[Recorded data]
········

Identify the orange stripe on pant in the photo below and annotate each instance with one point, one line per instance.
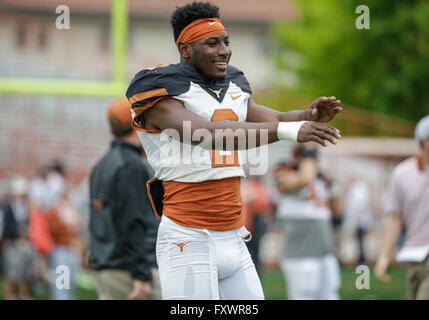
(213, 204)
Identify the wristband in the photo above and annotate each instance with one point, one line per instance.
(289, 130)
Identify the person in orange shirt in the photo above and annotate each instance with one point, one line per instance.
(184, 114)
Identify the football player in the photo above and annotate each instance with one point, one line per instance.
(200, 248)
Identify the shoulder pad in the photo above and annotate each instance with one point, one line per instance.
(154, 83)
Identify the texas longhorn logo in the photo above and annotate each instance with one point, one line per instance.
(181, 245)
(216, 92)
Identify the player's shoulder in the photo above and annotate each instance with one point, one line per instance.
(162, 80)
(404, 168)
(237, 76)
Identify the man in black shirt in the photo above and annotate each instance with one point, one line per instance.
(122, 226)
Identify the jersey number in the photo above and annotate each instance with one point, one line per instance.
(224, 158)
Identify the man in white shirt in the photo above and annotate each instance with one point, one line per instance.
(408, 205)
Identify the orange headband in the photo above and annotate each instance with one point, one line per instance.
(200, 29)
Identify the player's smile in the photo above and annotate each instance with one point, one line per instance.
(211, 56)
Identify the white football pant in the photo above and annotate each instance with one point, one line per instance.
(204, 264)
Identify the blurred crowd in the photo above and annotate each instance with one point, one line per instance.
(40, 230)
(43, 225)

········

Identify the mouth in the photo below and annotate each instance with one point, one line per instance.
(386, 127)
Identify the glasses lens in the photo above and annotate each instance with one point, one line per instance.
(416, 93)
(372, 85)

········

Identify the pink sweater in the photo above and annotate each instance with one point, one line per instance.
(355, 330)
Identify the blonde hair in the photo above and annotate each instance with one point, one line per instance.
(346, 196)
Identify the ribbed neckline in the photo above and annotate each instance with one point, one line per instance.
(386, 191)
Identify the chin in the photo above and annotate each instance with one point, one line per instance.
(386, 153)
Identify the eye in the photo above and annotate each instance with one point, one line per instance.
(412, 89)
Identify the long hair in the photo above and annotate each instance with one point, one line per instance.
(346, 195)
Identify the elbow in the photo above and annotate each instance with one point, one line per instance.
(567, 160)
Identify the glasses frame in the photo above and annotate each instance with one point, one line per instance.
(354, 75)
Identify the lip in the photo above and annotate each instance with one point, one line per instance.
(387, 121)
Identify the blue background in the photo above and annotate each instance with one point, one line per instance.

········

Swap "annotate" for "label" throughout the part that opens with the line containing "Identify the blonde" and closes with the line containing "Identify the blue". Rewrite only those lines, leaving everything else in them unchanged.

• Task solution:
Identify the blonde hair in the photo above and label each instance with one point, one line per instance.
(346, 196)
Identify the ribbed neckline in the photo above and label each instance with one point, one line per instance.
(386, 191)
Identify the chin in the photo above and label each instance with one point, one line per instance.
(386, 153)
Identify the eye in the photo above and label each instance with one point, one line per instance.
(412, 89)
Identify the long hair in the photo above and label each instance with one point, one line per instance.
(346, 195)
Identify the elbow in the photo above and label each instance with one point, one line per instance.
(567, 160)
Identify the glasses frame in the photo above and label each instance with one point, one line per instance.
(354, 75)
Identify the lip in the photo above and label each instance with one point, one line per instance.
(387, 121)
Identify the blue background in the photo above and label each instance with one point, one line per instance.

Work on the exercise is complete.